Would you output the lines from the one with "Task: in the photo below, where can the tree" through the last line of the material below, exactly, but without pictures?

-------

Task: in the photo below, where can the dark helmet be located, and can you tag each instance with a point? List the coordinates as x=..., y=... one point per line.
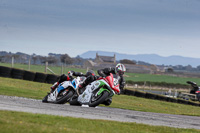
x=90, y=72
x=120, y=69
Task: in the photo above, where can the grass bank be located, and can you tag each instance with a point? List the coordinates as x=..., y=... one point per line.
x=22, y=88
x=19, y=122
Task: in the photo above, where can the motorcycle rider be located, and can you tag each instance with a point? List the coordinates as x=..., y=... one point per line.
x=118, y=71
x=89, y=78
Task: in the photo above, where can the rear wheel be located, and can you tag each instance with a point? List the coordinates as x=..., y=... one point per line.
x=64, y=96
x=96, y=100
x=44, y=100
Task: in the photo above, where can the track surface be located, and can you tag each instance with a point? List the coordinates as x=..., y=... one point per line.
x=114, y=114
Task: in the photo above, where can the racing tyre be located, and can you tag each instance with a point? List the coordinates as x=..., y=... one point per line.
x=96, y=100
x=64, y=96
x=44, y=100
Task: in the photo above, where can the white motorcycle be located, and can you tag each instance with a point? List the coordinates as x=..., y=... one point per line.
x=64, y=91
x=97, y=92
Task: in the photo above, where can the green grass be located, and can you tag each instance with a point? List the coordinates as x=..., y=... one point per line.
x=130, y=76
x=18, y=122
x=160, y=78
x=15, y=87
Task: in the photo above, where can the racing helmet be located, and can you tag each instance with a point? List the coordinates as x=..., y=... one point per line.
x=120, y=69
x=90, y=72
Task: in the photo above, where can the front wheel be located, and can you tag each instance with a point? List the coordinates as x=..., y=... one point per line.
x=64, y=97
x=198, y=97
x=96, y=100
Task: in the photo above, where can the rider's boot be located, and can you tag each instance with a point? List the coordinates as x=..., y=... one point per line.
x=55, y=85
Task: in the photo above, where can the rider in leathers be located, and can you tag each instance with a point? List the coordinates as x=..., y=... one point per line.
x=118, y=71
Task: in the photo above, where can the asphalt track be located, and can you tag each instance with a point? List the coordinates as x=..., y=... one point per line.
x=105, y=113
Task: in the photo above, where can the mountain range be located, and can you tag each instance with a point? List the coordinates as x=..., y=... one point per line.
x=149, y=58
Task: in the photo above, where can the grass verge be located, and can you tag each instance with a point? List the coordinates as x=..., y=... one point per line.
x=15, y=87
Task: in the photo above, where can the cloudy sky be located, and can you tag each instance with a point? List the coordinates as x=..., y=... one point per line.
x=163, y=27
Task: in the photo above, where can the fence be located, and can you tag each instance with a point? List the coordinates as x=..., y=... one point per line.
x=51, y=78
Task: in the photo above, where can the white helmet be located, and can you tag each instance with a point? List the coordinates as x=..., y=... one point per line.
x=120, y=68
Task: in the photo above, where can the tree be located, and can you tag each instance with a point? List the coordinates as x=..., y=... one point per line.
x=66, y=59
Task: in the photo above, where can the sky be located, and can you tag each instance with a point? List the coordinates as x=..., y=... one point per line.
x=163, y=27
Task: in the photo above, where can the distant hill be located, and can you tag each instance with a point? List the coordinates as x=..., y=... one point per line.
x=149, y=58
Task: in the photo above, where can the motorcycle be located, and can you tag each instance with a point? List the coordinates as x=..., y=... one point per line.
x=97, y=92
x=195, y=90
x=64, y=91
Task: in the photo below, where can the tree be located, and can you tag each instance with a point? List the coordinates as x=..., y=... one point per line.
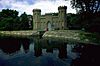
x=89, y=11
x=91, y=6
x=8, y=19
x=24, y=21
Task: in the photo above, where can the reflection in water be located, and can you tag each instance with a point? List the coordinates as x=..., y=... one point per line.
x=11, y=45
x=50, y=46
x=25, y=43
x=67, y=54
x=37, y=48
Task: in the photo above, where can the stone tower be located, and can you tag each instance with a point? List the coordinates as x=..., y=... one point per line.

-------

• _Solution for this problem_
Task: in the photo below, where can the tree be located, and can you tag each instance with a point? List the coordinates as x=..., y=... one point per line.
x=89, y=11
x=91, y=6
x=8, y=19
x=24, y=21
Task: in the photo above, where can the reflection in water be located, and can you tag each instance with a point? List the coordinates as x=..., y=... one point per line.
x=11, y=45
x=50, y=46
x=25, y=43
x=67, y=54
x=37, y=48
Task: in the photo above, where can the stone tower be located, and can you tag each instance with a point? List the coordinates as x=..., y=... one point per line.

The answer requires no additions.